Exercise objective – Could you copy every line of the data that contains the word "resolution"?

Records for this task –
........

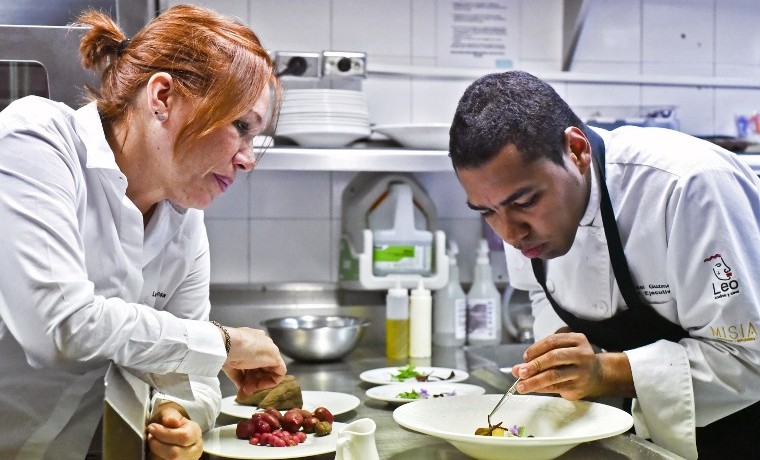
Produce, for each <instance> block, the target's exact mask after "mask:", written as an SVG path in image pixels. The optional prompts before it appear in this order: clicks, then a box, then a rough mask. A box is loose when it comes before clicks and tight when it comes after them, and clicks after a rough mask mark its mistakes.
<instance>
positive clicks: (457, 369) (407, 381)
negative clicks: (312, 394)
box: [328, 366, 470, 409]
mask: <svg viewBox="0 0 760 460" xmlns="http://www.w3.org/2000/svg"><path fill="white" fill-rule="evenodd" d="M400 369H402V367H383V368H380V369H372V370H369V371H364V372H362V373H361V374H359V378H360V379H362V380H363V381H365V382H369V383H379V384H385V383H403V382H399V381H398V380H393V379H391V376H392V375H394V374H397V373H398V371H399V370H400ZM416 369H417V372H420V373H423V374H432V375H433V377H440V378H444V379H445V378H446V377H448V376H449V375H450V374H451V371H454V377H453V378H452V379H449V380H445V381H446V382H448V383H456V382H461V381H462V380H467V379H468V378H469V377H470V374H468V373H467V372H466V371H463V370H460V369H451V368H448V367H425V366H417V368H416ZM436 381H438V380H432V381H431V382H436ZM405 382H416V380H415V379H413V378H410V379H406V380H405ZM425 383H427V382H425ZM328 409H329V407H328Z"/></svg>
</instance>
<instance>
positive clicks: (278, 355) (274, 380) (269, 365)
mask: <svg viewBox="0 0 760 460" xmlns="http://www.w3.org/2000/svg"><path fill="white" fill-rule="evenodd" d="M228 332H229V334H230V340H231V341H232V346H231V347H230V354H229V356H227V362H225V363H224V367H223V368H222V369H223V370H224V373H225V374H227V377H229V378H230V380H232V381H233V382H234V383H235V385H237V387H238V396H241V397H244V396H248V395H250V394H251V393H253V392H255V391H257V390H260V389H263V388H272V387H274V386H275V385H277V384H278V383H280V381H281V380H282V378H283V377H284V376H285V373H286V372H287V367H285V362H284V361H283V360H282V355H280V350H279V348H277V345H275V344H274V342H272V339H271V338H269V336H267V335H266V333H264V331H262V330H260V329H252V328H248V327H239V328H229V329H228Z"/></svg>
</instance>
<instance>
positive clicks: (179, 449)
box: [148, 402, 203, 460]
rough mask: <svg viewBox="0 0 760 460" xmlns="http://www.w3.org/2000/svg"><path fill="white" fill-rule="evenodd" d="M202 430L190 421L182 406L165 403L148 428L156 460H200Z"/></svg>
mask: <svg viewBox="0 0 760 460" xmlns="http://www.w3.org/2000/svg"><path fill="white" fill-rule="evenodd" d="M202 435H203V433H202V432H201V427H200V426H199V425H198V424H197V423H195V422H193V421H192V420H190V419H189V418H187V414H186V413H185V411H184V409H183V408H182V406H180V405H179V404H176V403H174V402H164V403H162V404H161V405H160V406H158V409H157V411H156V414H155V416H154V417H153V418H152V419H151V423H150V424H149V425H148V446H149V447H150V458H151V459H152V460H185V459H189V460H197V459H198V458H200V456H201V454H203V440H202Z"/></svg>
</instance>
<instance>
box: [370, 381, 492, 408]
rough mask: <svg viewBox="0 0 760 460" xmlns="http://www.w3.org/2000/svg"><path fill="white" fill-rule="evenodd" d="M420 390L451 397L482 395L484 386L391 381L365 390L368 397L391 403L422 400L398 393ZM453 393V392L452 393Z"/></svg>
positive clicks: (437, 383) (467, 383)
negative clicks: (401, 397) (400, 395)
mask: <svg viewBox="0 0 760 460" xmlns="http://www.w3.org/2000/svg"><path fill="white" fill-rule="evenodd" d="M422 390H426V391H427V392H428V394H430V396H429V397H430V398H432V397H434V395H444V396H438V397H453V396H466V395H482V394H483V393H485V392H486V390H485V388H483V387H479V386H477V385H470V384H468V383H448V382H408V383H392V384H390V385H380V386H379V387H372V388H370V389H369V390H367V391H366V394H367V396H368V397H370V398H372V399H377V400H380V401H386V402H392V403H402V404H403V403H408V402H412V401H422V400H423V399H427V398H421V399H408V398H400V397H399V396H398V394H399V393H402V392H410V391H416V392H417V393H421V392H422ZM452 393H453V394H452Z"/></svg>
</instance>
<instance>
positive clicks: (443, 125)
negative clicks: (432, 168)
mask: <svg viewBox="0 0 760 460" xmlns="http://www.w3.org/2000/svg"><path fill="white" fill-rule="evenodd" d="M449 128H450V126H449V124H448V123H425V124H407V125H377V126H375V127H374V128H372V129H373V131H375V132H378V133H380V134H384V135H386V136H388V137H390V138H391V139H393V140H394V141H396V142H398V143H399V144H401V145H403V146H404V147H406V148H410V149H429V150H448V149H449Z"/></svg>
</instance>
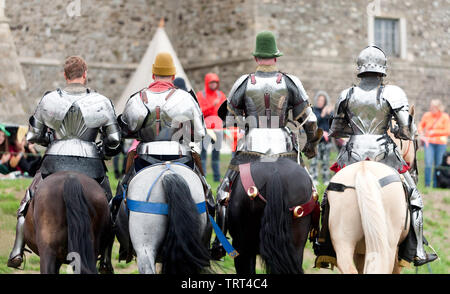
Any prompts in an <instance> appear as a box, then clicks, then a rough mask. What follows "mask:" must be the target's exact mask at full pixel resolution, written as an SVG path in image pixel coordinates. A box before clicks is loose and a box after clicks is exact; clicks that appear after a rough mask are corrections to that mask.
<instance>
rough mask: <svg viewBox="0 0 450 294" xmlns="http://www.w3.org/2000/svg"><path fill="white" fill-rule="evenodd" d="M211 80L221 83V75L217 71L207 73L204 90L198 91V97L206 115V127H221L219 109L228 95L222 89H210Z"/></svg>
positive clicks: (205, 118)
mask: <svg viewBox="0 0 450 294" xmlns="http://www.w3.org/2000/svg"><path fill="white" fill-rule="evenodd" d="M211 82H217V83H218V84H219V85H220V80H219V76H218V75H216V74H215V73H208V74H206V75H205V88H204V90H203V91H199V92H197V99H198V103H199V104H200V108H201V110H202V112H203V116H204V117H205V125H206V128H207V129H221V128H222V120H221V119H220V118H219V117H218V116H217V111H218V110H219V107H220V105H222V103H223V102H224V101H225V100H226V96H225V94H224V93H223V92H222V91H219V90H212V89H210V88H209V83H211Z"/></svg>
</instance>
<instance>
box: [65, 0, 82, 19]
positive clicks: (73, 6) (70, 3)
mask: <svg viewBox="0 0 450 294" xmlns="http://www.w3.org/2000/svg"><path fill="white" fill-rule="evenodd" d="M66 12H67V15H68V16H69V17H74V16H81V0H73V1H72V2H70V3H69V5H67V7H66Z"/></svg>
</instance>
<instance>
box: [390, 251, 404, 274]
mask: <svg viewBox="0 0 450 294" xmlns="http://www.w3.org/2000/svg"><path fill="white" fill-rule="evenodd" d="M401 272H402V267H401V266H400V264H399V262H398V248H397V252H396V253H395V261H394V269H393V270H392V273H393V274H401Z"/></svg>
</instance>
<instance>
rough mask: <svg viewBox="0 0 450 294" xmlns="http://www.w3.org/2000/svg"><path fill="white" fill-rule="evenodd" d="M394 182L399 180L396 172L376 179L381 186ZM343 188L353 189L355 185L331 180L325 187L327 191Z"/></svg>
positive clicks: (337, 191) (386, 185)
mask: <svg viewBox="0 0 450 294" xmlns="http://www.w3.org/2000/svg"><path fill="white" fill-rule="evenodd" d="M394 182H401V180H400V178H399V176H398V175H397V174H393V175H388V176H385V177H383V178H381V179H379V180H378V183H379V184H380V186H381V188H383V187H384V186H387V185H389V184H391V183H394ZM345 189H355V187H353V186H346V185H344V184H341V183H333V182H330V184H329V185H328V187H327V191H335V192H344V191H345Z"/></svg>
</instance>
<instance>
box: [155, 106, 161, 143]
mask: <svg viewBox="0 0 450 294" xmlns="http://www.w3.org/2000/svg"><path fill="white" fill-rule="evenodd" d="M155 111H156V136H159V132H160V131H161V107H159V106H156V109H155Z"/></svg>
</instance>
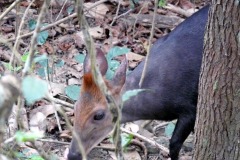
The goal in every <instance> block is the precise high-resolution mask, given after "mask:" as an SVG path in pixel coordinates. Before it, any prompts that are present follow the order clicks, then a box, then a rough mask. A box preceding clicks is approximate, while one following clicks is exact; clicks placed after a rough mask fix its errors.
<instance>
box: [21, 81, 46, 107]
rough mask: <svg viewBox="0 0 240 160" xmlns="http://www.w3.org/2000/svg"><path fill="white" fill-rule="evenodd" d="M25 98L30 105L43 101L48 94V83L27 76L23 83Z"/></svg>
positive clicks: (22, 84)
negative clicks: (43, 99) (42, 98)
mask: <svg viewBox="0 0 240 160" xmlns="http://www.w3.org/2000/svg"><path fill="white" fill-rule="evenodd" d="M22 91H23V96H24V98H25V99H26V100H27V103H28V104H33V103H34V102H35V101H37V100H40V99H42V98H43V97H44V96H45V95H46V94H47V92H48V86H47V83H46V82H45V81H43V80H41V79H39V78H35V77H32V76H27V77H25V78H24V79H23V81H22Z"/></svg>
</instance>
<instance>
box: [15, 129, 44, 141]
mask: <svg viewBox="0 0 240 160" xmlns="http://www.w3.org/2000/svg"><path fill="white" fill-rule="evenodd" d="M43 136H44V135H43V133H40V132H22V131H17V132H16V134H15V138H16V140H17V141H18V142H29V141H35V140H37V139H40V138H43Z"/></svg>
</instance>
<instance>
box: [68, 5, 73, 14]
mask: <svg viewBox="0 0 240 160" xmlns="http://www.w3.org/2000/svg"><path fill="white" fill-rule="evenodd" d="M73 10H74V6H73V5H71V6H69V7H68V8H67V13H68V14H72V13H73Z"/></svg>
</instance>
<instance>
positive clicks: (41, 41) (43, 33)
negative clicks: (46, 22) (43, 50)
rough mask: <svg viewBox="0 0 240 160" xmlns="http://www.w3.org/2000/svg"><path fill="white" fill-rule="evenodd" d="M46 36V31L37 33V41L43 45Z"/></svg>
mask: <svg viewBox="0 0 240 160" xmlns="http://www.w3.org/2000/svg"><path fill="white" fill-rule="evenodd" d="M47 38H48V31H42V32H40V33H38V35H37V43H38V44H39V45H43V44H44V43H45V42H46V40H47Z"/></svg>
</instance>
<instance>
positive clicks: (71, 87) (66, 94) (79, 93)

........

Exercise result –
Any prompts in an <instance> appear as a box, then clicks, then a rough mask. What follows "mask:" must be the target's exact mask at full pixel resolution, written as an SVG path in image pixel coordinates. A box before clicks is loose and a box after clicks is exact; clicks that appear after a rough mask are corrections to that mask.
The goal in every <instance> block is the precise high-resolution mask, given after "mask:" as an SVG path in pixel coordinates. Before it, any prompts that are present follow the order clicks, then a box, then a rough mask. A box preceding clicks is approximate, while one following clicks is exact; clicks placed after a rough mask fix its errors.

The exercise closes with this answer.